WHAT YOU NEED TO DO >> All lines of the material that contain "advertising" must be copied out.

RECORDS FOR THIS TASK >>
* * *
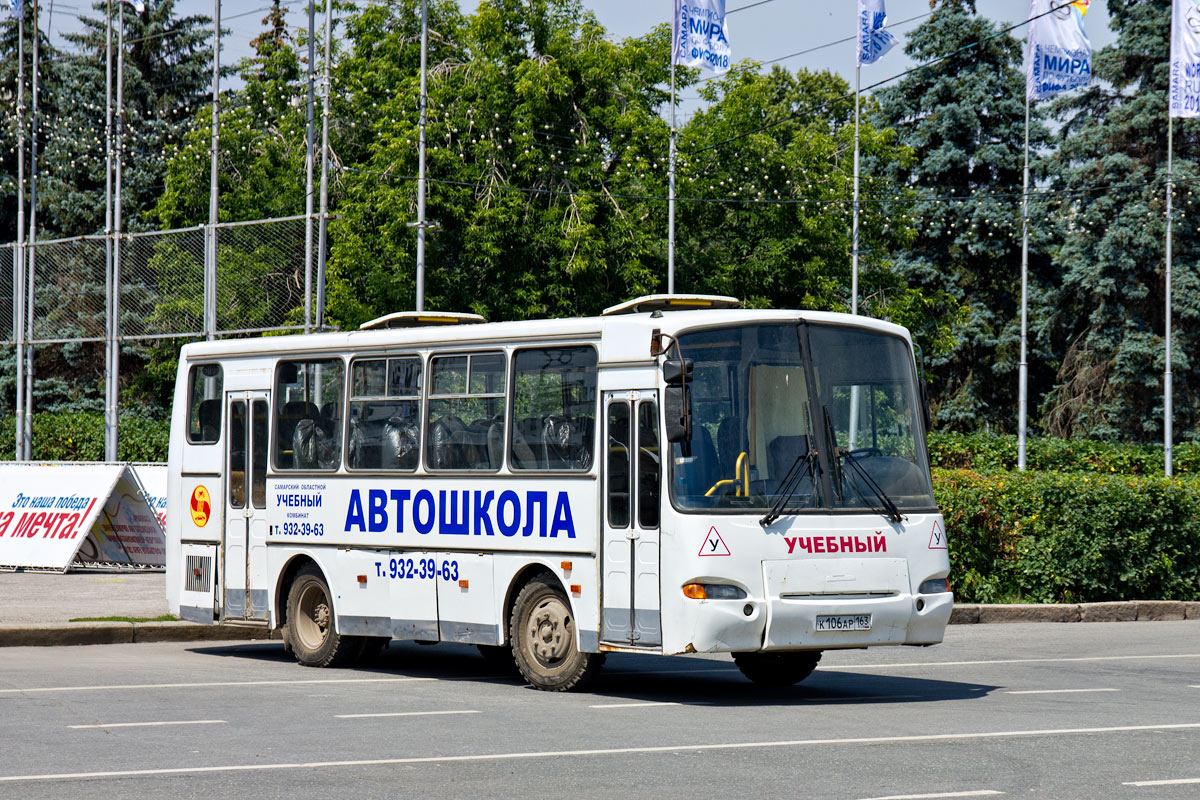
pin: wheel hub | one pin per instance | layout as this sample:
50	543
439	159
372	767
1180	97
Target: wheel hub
549	632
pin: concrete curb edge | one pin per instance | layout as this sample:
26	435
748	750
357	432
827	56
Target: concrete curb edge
71	633
1141	611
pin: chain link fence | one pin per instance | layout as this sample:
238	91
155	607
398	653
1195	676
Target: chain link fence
258	283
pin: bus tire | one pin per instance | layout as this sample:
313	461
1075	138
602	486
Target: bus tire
778	669
311	623
543	635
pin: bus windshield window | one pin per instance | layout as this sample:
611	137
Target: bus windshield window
869	407
757	423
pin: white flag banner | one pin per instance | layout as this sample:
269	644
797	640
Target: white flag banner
701	35
874	41
1186	58
1057	52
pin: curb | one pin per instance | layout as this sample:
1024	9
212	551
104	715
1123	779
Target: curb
1140	611
72	633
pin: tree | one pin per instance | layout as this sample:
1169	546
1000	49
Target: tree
1110	308
964	119
768	175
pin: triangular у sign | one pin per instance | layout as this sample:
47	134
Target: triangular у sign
714	545
937	537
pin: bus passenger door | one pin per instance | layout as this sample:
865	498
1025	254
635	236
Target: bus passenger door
244	552
630	612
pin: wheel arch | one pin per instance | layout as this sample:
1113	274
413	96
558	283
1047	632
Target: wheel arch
523	576
283	584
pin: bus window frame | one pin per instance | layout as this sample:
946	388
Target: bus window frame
510	421
192	370
421	398
427	396
276	409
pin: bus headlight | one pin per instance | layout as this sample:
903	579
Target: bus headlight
713	591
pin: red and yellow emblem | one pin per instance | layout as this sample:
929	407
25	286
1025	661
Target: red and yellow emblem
201	506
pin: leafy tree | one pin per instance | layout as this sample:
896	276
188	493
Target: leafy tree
1111	169
964	119
768	174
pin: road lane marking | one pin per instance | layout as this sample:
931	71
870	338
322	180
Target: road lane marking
1061	691
976	793
612	751
1008	661
214	684
1171	782
147	725
399	714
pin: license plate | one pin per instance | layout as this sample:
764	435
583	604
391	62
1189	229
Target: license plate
844	623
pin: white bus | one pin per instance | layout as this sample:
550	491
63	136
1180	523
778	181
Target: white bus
677	475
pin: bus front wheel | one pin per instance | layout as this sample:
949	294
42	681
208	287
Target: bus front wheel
543	635
778	669
311	632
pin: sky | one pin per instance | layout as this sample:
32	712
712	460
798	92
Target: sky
763	30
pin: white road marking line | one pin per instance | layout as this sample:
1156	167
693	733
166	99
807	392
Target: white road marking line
977	793
147	725
1008	661
1175	782
1061	691
612	751
214	684
399	714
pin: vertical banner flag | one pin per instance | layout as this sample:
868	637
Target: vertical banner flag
1057	52
1186	58
874	41
701	35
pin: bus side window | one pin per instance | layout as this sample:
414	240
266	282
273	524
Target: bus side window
466	411
307	413
204	394
385	413
552	422
648	464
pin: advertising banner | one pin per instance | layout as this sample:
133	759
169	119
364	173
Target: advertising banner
* * *
YOUR SOLUTION >>
pin: advertising banner | one pin per instance | layout as this sample:
Target: advertising banner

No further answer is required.